(Task goal) Repeat each entry word for word.
BEGIN Dataset content
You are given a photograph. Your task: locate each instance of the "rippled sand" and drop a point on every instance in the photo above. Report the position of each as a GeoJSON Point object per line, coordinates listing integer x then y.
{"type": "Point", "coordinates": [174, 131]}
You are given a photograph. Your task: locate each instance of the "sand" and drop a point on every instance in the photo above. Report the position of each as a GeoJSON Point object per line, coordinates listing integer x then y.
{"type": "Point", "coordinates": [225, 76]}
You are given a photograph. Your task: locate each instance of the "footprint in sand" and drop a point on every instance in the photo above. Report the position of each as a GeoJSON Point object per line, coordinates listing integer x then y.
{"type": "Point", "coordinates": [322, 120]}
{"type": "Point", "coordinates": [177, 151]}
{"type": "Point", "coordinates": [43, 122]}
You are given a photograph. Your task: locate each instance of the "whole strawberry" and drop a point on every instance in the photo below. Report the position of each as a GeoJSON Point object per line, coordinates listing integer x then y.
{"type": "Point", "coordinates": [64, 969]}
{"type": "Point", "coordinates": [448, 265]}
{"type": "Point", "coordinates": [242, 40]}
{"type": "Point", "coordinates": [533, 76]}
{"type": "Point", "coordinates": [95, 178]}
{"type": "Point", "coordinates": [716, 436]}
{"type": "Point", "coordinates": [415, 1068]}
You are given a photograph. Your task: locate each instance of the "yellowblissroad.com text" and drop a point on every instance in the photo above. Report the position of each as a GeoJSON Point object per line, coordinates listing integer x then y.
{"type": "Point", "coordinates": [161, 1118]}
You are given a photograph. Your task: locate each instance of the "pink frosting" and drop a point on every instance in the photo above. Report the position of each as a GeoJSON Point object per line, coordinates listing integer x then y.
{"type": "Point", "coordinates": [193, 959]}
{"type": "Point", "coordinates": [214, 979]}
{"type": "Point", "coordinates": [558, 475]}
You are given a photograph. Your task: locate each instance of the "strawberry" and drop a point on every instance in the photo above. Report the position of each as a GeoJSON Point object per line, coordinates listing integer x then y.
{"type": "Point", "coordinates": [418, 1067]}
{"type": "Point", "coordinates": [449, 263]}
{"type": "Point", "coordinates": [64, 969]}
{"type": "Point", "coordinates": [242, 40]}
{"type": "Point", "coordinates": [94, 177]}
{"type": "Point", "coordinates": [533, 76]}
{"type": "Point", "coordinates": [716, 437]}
END Dataset content
(Your response)
You are given a photograph. Your task: locate each instance of the "rippled sand" and drop a point on every instance in the photo above. Report the position of each as a GeoJSON Point object per line, coordinates listing integer x then y.
{"type": "Point", "coordinates": [174, 131]}
You are given a photograph. Your task: locate each instance of the "sand" and drop a point on every instance in the photo above. Report the position of each as a GeoJSON Point object per line, coordinates listing integer x then y.
{"type": "Point", "coordinates": [225, 76]}
You are given a photograph. Your task: locate each instance of the "footprint in sand" and drop a point on every instance in the photo above. Report the position of each as a GeoJSON Point object per line, coordinates listing integer x then y.
{"type": "Point", "coordinates": [322, 120]}
{"type": "Point", "coordinates": [177, 151]}
{"type": "Point", "coordinates": [43, 122]}
You are given a photograph. Your task: locate each instance of the "whole strawberry" and drop a point on every instance in the photo below. Report the position of each as a GeoJSON Point object per line, coordinates listing integer x then y.
{"type": "Point", "coordinates": [64, 969]}
{"type": "Point", "coordinates": [448, 265]}
{"type": "Point", "coordinates": [242, 40]}
{"type": "Point", "coordinates": [533, 76]}
{"type": "Point", "coordinates": [95, 178]}
{"type": "Point", "coordinates": [716, 436]}
{"type": "Point", "coordinates": [415, 1068]}
You are given a photograph. Your task: locate each instance of the "yellowblissroad.com text" and drop a point on every instance in the photo above. Report the position of each as a GeoJSON Point object per line, coordinates listing integer x then y.
{"type": "Point", "coordinates": [161, 1118]}
You are given a photograph. Your task: locate each instance of the "pink frosting" and drop a point on every instance in the photo above. Report the position of each as a GeoJSON Point object per line, coordinates listing integer x then y.
{"type": "Point", "coordinates": [193, 959]}
{"type": "Point", "coordinates": [214, 979]}
{"type": "Point", "coordinates": [558, 475]}
You are given a photograph. Your task: locate each instance of the "strawberry" and drop a point on every instance in the photo above. Report the position of each as a GeoJSON Point object per line, coordinates listing integer x then y.
{"type": "Point", "coordinates": [418, 1067]}
{"type": "Point", "coordinates": [449, 263]}
{"type": "Point", "coordinates": [64, 969]}
{"type": "Point", "coordinates": [242, 40]}
{"type": "Point", "coordinates": [94, 177]}
{"type": "Point", "coordinates": [533, 76]}
{"type": "Point", "coordinates": [716, 437]}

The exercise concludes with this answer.